Passage provided:
Calvin also had some definite ideas about the Lord's Supper. He believed the church should not admit members to the table until they had made profession faith. The profession included testimony to the minister that the person "wishes to live according to the Reformation of the Gospel and knows the creed, the Lord's Prayer, and the commandments of God." Elements of the Supper were not to be gazed on or idolized. Calvin opposed carrying the bread about in the service, elevating it, or otherwise showing it undue interest. He was indifferent to the color of the wine and to whether people tore the bread from a loaf handed between them or had it passed already divided. Basically he expected members to be present at the supper, to behave, and to attend from start to finish—all of which were issues often discussed in consistory.
Reliable Guides
To most of us Calvin's liturgy sounds surprisingly familiar. That's because many of his ideas and practices are evident in Reformed worship services today. His principles still are reliable guides. Many worship committees would benefit from a careful study of these principles before adding needless clutter and confusion to the Sunday morning liturgy in an attempt to be inno- vative."
Calvin's main legacy to us, and his most important contribution to the Reformation and to Christians today was his emphasis on worship. He directed all of his work toward helping people genuinely honor and reverence God.


----------



## Coram Deo (Jul 26, 2007)

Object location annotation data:

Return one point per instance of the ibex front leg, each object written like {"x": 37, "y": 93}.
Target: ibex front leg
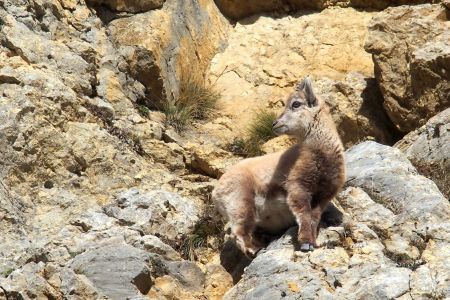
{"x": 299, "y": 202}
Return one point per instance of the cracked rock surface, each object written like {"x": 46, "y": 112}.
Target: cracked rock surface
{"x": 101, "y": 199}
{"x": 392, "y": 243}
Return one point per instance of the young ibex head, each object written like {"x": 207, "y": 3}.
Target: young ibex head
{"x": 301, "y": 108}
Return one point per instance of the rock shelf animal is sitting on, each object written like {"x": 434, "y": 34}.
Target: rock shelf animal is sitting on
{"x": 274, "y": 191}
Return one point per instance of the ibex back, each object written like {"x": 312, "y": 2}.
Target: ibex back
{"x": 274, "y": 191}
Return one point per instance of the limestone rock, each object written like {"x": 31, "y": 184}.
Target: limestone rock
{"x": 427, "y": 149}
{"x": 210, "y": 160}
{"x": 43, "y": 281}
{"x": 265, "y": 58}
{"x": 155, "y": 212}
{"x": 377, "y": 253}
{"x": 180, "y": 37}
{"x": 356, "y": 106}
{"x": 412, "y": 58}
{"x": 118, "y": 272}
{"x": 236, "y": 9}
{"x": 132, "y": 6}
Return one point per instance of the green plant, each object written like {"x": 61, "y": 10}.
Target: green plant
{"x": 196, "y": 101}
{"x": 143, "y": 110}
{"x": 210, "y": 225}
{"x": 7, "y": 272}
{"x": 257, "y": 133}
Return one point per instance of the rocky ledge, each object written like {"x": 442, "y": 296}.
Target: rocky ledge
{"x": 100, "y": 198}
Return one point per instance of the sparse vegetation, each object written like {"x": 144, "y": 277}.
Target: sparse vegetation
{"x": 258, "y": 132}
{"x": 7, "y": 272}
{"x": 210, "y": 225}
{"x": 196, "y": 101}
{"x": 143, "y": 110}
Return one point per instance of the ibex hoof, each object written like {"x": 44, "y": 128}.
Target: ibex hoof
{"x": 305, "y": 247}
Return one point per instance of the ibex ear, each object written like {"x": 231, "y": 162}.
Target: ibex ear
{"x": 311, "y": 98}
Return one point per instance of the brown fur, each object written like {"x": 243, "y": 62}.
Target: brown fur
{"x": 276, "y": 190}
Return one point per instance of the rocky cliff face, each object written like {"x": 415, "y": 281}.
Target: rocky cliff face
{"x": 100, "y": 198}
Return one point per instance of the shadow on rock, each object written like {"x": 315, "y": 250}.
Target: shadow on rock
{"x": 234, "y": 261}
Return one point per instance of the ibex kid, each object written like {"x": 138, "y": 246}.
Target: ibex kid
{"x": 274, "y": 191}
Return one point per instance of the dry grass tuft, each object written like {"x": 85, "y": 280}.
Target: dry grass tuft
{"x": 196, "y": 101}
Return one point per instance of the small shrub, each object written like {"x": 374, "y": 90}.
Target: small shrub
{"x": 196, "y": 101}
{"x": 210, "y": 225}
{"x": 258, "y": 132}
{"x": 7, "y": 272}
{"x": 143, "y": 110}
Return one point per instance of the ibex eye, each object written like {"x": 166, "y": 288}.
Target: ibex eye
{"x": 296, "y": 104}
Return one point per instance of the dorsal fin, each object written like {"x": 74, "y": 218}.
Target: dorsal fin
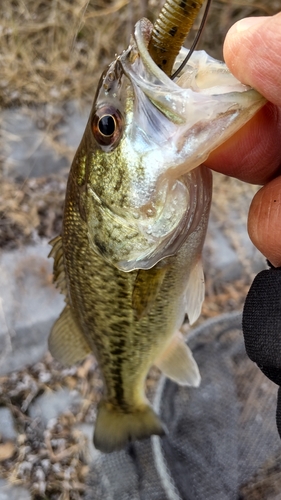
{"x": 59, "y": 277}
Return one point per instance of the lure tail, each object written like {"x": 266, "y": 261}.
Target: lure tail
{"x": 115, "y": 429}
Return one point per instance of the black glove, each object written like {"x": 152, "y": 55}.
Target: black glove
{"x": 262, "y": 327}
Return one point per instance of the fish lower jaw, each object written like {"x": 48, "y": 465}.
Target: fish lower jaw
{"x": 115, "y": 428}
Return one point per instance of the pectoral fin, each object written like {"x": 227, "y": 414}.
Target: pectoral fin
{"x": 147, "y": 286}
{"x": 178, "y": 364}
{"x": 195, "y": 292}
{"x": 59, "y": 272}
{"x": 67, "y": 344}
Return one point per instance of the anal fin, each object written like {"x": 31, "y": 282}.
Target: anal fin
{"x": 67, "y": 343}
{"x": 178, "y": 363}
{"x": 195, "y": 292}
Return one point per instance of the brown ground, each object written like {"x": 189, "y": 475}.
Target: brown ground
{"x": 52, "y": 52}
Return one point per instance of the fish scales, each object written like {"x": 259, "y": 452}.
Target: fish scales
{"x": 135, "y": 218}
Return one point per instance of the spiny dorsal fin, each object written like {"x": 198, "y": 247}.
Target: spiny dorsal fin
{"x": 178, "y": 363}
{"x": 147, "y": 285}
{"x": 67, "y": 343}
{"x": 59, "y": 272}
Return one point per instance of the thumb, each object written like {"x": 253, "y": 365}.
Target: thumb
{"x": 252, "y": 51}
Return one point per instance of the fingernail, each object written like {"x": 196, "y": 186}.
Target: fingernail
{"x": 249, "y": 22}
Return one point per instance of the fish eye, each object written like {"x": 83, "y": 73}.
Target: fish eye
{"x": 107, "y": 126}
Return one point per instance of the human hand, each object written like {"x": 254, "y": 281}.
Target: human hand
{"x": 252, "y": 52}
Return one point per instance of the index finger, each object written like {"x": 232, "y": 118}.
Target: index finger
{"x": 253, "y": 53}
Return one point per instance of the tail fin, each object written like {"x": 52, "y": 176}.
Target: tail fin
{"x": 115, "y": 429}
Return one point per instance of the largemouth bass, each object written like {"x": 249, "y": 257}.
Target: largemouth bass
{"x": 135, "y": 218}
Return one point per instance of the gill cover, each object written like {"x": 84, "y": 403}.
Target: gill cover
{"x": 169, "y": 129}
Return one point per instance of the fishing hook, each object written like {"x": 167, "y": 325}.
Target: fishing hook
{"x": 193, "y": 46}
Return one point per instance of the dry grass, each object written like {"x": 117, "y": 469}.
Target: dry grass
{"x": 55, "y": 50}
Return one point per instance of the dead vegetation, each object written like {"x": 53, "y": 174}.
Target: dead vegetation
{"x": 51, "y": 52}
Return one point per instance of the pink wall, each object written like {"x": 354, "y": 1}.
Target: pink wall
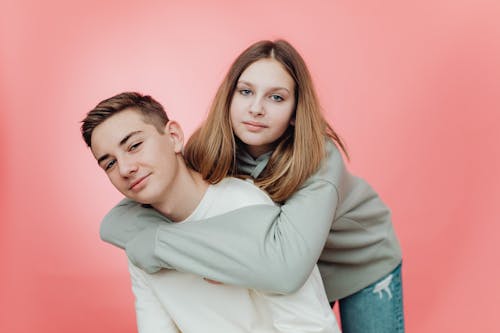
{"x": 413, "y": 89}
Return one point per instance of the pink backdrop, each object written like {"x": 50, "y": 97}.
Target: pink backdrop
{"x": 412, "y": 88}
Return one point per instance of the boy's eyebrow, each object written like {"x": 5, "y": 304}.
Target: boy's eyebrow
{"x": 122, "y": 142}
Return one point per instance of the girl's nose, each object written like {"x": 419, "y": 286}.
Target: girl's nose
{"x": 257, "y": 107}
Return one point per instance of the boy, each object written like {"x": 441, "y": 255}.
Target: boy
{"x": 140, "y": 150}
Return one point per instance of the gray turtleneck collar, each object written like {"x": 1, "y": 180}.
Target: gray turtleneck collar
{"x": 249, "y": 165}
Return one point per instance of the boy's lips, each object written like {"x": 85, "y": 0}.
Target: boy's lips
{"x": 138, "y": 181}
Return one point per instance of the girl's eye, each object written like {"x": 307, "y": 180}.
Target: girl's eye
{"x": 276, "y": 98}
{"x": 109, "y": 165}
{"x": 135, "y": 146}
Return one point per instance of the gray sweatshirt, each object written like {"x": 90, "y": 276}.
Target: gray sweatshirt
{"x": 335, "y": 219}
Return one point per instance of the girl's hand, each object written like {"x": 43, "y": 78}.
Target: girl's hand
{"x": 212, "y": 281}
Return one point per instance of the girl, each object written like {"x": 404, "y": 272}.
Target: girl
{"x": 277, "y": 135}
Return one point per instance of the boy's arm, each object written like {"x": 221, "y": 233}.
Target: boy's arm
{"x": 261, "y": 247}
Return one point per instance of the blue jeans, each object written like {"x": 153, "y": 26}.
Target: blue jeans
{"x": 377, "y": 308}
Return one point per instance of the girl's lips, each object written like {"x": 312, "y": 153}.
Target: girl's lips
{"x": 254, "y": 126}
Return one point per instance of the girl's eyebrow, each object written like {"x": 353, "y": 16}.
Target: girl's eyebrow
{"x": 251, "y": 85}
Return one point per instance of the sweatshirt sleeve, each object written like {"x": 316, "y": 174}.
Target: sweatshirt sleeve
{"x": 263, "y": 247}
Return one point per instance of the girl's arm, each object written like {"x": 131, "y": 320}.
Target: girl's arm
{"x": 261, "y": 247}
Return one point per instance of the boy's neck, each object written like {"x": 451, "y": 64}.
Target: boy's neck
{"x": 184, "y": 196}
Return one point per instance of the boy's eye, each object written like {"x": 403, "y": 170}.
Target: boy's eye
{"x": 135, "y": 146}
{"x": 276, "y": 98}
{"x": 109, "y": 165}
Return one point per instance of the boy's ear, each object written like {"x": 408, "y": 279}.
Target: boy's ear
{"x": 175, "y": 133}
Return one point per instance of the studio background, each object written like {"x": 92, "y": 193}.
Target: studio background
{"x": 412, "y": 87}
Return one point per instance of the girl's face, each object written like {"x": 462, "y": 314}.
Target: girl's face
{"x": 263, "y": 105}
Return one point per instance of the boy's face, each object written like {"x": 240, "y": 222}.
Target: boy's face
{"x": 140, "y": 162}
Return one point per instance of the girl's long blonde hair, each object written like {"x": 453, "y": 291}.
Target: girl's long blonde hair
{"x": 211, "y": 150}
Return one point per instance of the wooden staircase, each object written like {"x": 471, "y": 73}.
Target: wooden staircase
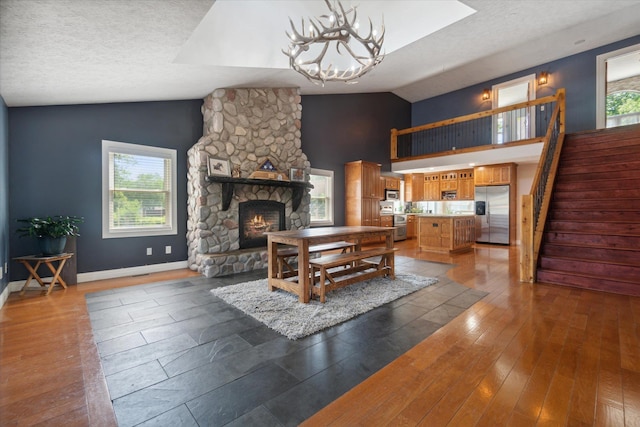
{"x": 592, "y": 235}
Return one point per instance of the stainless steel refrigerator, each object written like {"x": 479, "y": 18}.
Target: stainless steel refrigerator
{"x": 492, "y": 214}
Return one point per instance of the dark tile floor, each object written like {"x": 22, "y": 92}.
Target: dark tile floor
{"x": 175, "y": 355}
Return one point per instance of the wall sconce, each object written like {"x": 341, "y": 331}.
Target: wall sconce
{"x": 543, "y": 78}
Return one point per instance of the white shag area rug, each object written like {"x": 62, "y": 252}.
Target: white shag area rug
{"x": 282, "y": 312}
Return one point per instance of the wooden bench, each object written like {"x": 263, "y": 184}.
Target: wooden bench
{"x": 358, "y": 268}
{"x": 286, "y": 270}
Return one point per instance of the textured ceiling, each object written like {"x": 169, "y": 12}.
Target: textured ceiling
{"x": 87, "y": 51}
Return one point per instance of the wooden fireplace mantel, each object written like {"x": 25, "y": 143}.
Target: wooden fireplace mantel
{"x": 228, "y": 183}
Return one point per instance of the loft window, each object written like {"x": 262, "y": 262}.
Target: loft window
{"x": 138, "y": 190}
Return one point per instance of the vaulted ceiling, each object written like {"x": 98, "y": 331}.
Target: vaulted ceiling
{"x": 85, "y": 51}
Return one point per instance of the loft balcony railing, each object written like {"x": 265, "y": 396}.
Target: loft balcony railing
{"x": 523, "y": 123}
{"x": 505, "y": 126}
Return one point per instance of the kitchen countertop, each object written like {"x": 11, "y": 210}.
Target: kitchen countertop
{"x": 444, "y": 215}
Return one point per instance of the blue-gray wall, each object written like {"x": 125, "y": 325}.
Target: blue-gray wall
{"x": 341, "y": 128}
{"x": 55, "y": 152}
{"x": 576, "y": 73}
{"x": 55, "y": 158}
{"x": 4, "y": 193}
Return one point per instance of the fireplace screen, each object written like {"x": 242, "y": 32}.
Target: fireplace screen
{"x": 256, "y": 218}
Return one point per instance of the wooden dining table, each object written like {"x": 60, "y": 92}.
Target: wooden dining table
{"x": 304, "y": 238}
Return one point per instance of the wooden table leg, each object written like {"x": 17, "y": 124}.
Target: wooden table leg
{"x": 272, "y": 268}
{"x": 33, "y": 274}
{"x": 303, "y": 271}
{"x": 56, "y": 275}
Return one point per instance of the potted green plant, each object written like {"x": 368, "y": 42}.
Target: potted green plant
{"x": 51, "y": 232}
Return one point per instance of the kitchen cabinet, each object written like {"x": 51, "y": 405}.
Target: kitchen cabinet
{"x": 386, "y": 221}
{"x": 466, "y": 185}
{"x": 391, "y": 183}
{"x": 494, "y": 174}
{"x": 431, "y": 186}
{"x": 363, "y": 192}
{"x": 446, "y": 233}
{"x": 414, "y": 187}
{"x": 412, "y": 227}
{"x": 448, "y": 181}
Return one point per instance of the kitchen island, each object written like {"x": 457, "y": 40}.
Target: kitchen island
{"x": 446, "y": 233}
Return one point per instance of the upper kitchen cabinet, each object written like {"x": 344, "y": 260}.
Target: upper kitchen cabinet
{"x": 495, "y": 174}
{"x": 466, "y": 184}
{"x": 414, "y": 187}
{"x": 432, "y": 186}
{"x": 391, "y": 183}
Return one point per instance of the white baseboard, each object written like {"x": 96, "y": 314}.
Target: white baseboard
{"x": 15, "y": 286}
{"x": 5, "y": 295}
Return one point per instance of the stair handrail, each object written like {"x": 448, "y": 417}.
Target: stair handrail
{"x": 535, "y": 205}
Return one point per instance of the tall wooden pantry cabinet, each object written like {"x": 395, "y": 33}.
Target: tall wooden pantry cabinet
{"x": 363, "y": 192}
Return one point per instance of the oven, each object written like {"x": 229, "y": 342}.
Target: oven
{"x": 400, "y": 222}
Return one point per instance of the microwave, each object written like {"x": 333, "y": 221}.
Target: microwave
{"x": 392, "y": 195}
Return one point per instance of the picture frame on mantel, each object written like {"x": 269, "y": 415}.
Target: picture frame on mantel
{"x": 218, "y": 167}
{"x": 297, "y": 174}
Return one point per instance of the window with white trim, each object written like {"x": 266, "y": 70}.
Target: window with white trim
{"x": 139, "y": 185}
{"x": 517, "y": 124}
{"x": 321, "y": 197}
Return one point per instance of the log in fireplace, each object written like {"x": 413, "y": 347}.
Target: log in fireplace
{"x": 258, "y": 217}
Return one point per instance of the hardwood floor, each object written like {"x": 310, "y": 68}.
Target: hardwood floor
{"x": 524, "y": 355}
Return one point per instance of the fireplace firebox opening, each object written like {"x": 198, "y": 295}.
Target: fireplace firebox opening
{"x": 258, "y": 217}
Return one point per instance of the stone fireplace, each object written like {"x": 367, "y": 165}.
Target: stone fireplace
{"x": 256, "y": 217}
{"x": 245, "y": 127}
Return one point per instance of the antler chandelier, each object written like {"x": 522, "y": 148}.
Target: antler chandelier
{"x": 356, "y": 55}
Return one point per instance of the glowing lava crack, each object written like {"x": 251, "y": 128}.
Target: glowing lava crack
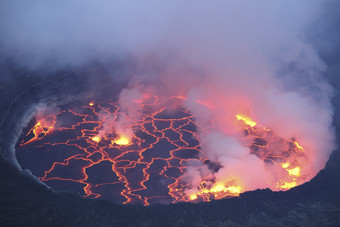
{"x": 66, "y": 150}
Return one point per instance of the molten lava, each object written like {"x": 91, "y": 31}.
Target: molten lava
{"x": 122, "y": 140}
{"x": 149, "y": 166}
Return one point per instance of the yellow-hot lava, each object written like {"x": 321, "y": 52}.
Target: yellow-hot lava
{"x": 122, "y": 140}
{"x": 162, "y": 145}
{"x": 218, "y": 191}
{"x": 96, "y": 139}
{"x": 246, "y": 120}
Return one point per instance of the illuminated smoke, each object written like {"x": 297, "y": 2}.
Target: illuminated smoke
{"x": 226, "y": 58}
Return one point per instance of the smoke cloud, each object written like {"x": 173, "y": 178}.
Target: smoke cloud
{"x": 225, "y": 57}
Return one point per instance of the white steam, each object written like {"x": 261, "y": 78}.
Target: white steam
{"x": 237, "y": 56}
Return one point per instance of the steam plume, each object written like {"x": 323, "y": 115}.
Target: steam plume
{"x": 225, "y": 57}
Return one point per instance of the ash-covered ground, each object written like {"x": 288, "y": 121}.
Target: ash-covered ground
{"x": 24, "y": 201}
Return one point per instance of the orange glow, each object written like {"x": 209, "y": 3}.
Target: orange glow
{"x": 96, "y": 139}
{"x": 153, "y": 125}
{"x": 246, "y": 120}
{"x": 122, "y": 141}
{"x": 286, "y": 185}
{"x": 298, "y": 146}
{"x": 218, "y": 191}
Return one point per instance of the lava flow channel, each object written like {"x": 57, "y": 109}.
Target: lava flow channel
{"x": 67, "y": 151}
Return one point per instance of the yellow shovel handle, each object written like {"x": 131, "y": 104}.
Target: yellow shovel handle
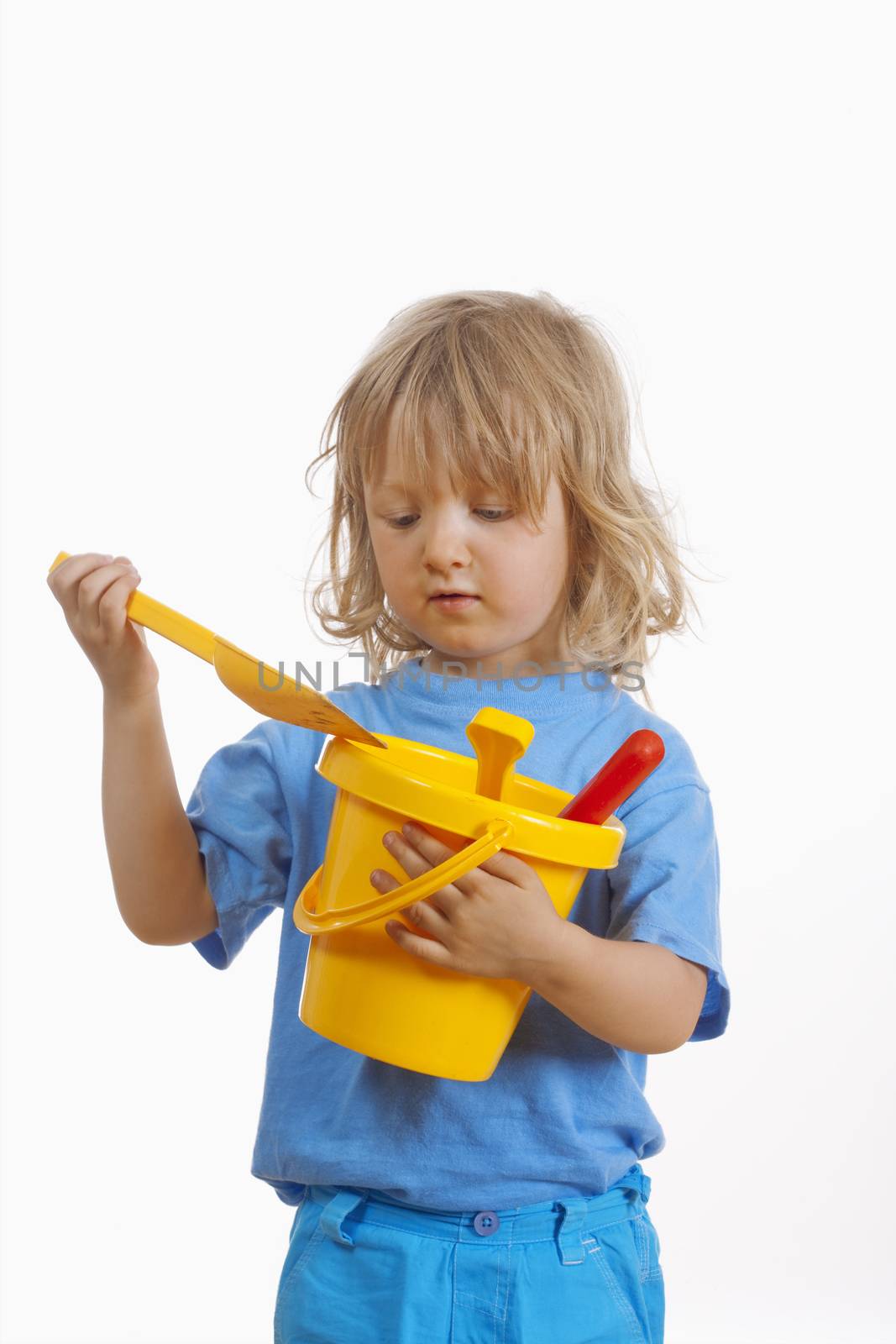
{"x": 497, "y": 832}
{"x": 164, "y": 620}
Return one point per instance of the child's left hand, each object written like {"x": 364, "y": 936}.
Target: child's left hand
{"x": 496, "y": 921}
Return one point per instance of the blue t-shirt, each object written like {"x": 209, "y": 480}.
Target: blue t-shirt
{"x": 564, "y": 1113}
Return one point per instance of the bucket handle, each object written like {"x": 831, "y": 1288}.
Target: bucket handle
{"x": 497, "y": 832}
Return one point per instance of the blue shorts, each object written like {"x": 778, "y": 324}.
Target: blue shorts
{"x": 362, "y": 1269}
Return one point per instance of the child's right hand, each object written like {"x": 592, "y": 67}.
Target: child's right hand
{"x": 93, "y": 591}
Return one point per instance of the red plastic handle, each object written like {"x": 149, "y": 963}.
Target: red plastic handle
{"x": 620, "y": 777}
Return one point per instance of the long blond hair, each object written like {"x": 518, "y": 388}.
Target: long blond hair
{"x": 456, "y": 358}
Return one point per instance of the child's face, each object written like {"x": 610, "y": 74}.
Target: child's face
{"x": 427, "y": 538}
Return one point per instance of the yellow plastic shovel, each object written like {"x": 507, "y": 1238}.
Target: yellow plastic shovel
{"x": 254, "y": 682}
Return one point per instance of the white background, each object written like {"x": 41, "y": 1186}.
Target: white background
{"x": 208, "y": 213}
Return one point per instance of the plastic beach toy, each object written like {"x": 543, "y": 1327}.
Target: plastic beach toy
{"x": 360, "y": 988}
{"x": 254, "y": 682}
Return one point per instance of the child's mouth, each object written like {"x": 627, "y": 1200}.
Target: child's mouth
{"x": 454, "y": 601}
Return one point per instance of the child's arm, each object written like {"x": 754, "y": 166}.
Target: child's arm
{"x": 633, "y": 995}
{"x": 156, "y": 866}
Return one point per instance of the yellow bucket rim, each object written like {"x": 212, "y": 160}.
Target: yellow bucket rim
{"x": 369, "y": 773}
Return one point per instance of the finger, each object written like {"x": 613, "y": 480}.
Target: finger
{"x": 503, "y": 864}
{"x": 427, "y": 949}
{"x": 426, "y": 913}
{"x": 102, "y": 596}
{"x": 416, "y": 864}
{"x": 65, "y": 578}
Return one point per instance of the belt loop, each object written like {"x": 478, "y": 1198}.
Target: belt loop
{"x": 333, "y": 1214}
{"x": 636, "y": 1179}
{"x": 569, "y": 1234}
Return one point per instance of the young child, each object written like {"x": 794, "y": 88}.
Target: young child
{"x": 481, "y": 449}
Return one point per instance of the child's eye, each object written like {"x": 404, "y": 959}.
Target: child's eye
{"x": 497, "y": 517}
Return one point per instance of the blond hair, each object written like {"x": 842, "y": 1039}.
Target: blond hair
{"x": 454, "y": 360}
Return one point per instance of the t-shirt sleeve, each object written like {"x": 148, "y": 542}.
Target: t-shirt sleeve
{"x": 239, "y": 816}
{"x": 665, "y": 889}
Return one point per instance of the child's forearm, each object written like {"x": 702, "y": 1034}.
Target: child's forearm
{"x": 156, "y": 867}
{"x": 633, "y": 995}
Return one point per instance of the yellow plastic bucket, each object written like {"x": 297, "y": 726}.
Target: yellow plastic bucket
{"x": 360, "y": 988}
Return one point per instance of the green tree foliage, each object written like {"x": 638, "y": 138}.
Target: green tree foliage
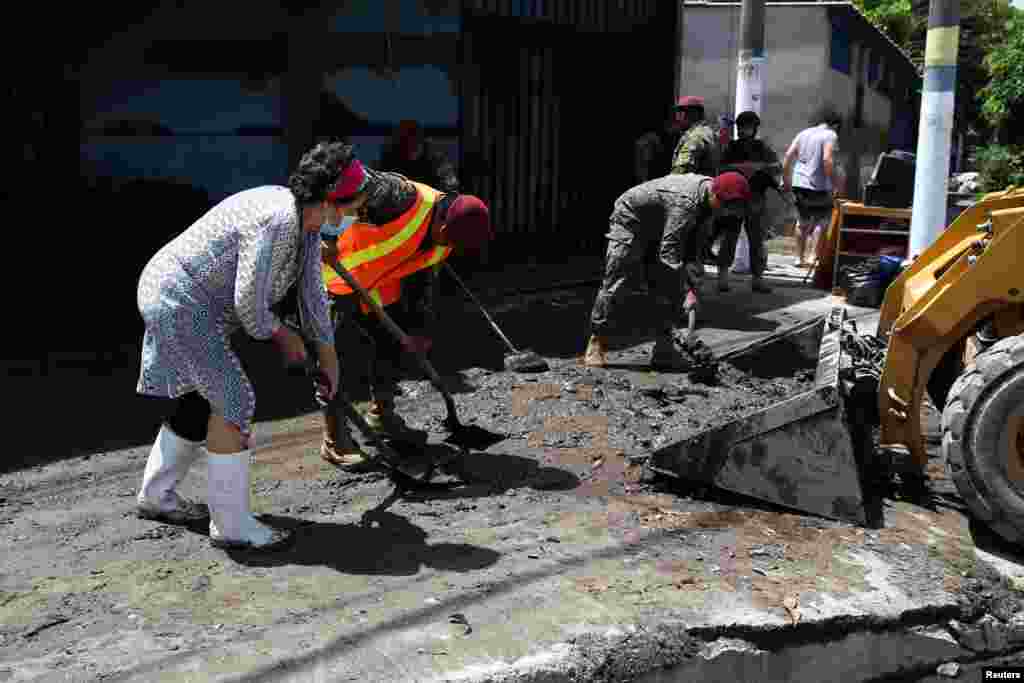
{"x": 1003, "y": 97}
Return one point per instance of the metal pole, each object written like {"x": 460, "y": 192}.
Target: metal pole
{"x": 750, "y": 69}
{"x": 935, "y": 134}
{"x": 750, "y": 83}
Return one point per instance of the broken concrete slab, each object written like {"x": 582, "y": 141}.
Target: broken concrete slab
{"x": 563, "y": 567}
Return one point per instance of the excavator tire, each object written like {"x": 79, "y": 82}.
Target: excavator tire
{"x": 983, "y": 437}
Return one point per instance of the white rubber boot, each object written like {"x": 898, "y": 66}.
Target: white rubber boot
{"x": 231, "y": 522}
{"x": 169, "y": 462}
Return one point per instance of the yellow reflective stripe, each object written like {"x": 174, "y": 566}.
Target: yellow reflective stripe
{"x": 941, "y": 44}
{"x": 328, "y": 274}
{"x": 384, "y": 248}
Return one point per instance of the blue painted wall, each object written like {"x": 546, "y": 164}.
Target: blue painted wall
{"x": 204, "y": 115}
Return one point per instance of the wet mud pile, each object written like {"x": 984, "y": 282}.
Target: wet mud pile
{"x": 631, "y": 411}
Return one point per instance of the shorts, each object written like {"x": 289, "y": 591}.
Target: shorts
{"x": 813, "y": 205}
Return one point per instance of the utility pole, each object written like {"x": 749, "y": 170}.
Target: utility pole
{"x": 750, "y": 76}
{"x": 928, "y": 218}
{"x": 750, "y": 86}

Set problem 1: Please return the portion of the passage on Calvin and worship from "Calvin's main legacy" up to and including "and reverence God.".
Set problem 2: In the passage on Calvin and worship, what three things did a person have to know as part of the profession of faith before coming to the table?
Set problem 3: Write what comes next in the passage on Calvin and worship, picking up after its final line.
The records have no role in any of this.

Expected answer 1:
Calvin's main legacy to us, and his most important contribution to the Reformation and to Christians today was his emphasis on worship. He directed all of his work toward helping people genuinely honor and reverence God.

Expected answer 2: The creed, the Lord's Prayer, and the commandments of God.

Expected answer 3:
Patterns of Worship Through Scripture

Patterns of Worship in Exodus 19-24



Assembling for Worship 
Entering the Presence of God through the Sacrifice
Hearing the Word of God
Prayer of the Covenant Community
Covenant Meal



Notice the worship in Exodus 19-24 has no psalmody because it came before the time of David. Nonetheless the basic contours remain identical in all biblical worship.


Psalms fit at various points throughout the pattern. In 2 Chronicles 5-7 there are two psalms of praise.


It interesting that virtually all of Christian worship from the 1st through the 17th centuries follows this pattern (with the exception of the medieval loss of the sermon and the reformation's loss of weekly communion-which really should also be blamed on the medieval tendency to restrict communion to the priests). Both in the patristic and reformation eras there was a self-conscious understanding that the heavenly worship was the model upon which all earthly worship must be based.


Patterns of Worship in 2 Chronicles 5-7



Assembling the people in Zion (2 Chron 5:2-5)
Sacrificing the sheep and oxen (2 Chron 5:6)
Entering the Most Holy Place (2 Chron 5:7-10)
Singing the praise of God (2 Chron 5:11-14)
Hearing the Word of God, read and preached (2 Chron 6:1-11)
Praying for the covenant community (2 Chron 6:12-42)
Fire from heaven (2 Chron 7:1-2)
Singing praise in response to the fire from heaven (2 Chron 7:3)
Sacrificing the peace offerings/covenant meal (2 Chron 7:4-9)
Benediction (not stated, but possibly from Numbers 6:24-27)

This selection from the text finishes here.